- _Problem to work on_: Rewrite the records below, changing "outline" to "contour" wherever it occurs and keeping everything else the same.

- _Supplied records_:
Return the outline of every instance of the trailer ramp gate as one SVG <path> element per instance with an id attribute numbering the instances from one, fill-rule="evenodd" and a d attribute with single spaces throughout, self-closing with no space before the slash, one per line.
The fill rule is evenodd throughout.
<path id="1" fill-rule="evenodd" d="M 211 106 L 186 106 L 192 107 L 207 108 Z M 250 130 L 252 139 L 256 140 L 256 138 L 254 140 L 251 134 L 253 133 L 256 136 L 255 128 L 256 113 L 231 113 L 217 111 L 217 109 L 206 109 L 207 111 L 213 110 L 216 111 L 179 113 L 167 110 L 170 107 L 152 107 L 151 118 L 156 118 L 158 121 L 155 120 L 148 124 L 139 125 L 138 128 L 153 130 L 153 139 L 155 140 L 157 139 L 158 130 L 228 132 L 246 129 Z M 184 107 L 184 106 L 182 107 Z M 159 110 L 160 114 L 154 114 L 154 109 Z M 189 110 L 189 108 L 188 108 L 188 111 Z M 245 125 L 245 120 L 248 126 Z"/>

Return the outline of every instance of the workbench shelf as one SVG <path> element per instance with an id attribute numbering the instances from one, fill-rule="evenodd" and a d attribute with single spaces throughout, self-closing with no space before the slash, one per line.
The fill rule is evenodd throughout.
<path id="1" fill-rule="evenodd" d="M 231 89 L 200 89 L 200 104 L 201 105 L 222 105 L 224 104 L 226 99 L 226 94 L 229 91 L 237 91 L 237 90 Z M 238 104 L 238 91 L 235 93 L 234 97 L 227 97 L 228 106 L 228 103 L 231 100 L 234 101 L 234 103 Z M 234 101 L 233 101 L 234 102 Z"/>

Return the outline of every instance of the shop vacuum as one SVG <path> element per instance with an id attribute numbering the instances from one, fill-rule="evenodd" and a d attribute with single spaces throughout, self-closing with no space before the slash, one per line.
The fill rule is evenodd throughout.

- _Finished task_:
Return the contour of every instance of the trailer ramp gate as one SVG <path> element per instance with an id attribute numbering the instances from one, fill-rule="evenodd" and a d attribute with single spaces throughout, self-closing with no space before the slash, one per line.
The fill rule is evenodd throughout.
<path id="1" fill-rule="evenodd" d="M 211 106 L 186 106 L 192 107 L 207 108 Z M 250 130 L 252 139 L 256 140 L 256 138 L 254 140 L 251 134 L 253 133 L 256 136 L 255 128 L 256 113 L 231 113 L 217 111 L 217 109 L 206 109 L 207 111 L 213 110 L 216 111 L 179 113 L 167 110 L 170 107 L 152 107 L 151 118 L 156 118 L 158 121 L 155 120 L 148 124 L 139 125 L 138 128 L 153 130 L 153 139 L 155 140 L 157 139 L 158 130 L 228 132 L 246 129 Z M 184 107 L 184 106 L 182 107 Z M 159 110 L 160 114 L 154 114 L 154 109 Z M 189 110 L 189 108 L 188 108 L 188 111 Z M 245 125 L 245 120 L 248 126 Z"/>

Return the contour of every instance of the workbench shelf as one SVG <path> element per instance with an id attribute numbering the instances from one, fill-rule="evenodd" and a d attribute with single spaces throughout, self-closing with no space before the slash, one per line.
The fill rule is evenodd throughout.
<path id="1" fill-rule="evenodd" d="M 231 89 L 200 89 L 200 104 L 201 105 L 222 105 L 224 104 L 226 99 L 226 94 L 229 91 L 237 91 L 237 90 Z M 238 104 L 238 91 L 235 93 L 234 97 L 227 97 L 228 106 L 228 103 L 231 100 L 234 101 L 234 103 Z M 234 101 L 233 101 L 234 102 Z"/>

Return the contour of every instance of the shop vacuum as one SVG <path> element per instance with an id attribute numbering the instances from one, fill-rule="evenodd" and a d attribute with single spaces throughout, self-closing with no space before the slash, one per line.
The fill rule is evenodd throughout.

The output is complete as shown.